LIST OF TASKS ->
1: From the passage on camshaft lubrication in twin engines, quote everything from "The Meriden Triumph" up to and including "of the engine.".
2: Using the passage on camshaft lubrication in twin engines, decide whether each statement agrees with it. Answer yes or no, and quote the words that decide it.
(a) The BSA twin engine's camshaft sits at the rear of the engine.
(b) The Norton engine has two camshafts.
(c) On the Meriden Triumph, the exhaust cam lobes get plenty of oil flung up from the flywheel.
3: Carry on the passage on camshaft lubrication in twin engines from its last sentence.

The first reason that I like to keep above 3,000 rpm on a Meriden engine is partly due to the design and partly due to the pump.
If we look at a couple of popular contemporary engines by other manufacturers I believe they have an advantage over the Triumph:

The BSA twin engine has one camshaft, the lobes are quite close together, but the camshaft is situated at the rear of the engine benefiting from oil being directly flung up from the flywheel, the cams also dip into an oil trough that is fed from the oil pump.

The Norton engine is also single camshaft, but is placed at the front of the engine, so does not benefit much from direct oil splash from the flywheel as most will be flung off at the rear of the engine, but it has its cam lobes quite wide apart bringing them more in line with the big end bearings, so oil escaping from the big end helps lubricate the cams.

The Meriden Triumph is twin cam with the lobes right in the centre so are not in line with the big ends and are almost completely masked by the flywheel . The inlet cam benefits from oil flung up from the flywheel, but the exhaust cam lobes only get a residual amount of oil as most is thrown off at the rear of the engine.

RECORD EXTRACTS ->
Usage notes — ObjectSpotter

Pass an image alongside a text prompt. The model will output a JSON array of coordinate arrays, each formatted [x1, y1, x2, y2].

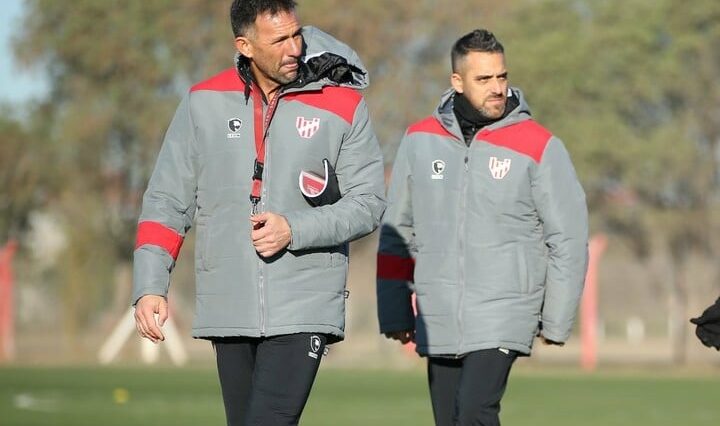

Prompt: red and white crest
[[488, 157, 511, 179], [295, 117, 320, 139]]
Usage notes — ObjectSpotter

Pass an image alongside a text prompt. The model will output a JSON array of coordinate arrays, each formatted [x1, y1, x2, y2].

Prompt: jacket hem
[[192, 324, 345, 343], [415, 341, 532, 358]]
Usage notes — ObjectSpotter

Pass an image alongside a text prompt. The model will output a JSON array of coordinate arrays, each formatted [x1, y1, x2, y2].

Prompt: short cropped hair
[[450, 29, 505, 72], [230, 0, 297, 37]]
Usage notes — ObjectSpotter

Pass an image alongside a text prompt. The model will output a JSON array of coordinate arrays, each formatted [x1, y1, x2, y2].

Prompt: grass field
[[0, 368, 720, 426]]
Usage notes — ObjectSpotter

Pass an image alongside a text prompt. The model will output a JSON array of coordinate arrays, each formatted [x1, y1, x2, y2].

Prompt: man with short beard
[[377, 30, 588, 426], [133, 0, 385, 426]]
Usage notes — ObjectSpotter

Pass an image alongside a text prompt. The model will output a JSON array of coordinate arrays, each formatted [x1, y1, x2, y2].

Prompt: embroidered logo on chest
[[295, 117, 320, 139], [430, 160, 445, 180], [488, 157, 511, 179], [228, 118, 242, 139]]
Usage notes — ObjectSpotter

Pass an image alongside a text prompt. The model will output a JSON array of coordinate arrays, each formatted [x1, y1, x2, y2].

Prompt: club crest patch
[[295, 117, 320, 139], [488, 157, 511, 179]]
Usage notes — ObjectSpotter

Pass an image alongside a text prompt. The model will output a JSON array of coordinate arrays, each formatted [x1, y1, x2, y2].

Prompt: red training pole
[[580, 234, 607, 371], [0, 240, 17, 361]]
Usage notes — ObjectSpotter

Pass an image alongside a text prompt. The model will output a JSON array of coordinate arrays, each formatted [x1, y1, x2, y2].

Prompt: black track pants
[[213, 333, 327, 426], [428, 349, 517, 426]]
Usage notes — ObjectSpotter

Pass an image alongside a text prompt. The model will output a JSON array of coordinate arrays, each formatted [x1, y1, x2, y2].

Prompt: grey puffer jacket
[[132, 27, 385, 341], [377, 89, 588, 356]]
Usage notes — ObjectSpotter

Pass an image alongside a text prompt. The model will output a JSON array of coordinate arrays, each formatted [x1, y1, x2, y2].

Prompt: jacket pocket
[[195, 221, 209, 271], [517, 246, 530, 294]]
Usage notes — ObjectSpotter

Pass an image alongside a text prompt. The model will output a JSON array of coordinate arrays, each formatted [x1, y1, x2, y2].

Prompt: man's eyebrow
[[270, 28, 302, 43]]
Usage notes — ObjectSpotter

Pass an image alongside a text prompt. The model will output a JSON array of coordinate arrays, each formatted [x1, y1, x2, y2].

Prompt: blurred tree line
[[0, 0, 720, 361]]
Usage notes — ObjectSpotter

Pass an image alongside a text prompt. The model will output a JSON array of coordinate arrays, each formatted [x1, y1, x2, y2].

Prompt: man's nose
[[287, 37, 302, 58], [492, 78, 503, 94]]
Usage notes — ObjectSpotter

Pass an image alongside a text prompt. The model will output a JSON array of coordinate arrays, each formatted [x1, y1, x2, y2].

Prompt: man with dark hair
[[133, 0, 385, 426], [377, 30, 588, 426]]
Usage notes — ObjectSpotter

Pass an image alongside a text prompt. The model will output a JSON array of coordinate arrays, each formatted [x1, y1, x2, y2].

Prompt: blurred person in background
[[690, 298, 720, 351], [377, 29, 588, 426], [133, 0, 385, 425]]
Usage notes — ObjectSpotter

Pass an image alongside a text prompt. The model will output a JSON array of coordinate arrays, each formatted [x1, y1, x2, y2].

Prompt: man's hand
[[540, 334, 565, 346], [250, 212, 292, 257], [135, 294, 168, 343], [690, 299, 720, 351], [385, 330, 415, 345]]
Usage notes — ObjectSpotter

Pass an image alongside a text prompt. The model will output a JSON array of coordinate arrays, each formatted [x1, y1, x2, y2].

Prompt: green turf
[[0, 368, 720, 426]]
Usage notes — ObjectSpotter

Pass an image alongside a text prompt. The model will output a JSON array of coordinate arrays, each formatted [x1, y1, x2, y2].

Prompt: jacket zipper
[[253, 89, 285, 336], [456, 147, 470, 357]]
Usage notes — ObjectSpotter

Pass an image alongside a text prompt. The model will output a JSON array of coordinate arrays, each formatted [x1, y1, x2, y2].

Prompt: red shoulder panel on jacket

EXPECTED RESULTS ->
1:
The Meriden Triumph is twin cam with the lobes right in the centre so are not in line with the big ends and are almost completely masked by the flywheel . The inlet cam benefits from oil flung up from the flywheel, but the exhaust cam lobes only get a residual amount of oil as most is thrown off at the rear of the engine.

2:
(a) Yes: "the camshaft is situated at the rear of the engine"
(b) No: "The Norton engine is also single camshaft"
(c) No: "the exhaust cam lobes only get a residual amount of oil as most is thrown off at the rear of the engine"

3:
I would want as much oil as possible being thrown about in the crankcases due to the position of the exhaust cam, but the barely adequate (please note I did not say inadequate) oil pump does not deliver very much oil at low rpm. Flywheel splash is not going to be that great.

The answer might have been to pressure feed the cam followers, and Triumph did this. However, because the oil pump has so little reserve capacity it was necessary to fit a restrictor jet, or use timed pulses for the tappet feed to reduce the flow of oil to the cams, so that the big end bearings are not at risk from oil starvation. The pressurised cam followers are rendered pretty much useless.

Most of us have been inside the engine and have seen the cams pretty much always have score marks on them, I know the small tappets create a lot of pressure at the cam lobes, but I believe lack of lubrication plays a major part in this.These are after all nitrided camshafts and

I try to choose a gear to keep the engine at over 3,000 rpm as much as possible, knowing the oil is not at reduced pressure reassures me that there will be enough flow to splash feed the cam lobes (a least a little bit).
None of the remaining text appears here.